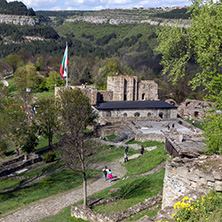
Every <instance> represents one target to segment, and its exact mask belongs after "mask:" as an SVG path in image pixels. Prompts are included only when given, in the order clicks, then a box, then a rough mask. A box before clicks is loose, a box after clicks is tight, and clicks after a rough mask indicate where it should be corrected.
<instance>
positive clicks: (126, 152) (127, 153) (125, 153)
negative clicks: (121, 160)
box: [124, 151, 128, 163]
mask: <svg viewBox="0 0 222 222" xmlns="http://www.w3.org/2000/svg"><path fill="white" fill-rule="evenodd" d="M125 162H128V153H127V152H126V151H125V153H124V163H125Z"/></svg>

####

The task:
Your copy of the listing should match it exactly, apart from the pictures, which are left out.

Result for this task:
Every <instance> represents one target to segment, and its exact mask belongs after "mask:" as an SVG path in image pixels. Prompts are included only when given, in the order clicks, then a box, then a rough mask. A box before clicks is loose, a box after clicks is tight, and clicks after a rough mask indicate where it should be corrected.
<instance>
positive clicks: (126, 152) (127, 153) (125, 153)
negative clicks: (121, 160)
box: [124, 151, 128, 163]
mask: <svg viewBox="0 0 222 222" xmlns="http://www.w3.org/2000/svg"><path fill="white" fill-rule="evenodd" d="M125 162H128V153H127V152H126V151H125V153H124V163H125Z"/></svg>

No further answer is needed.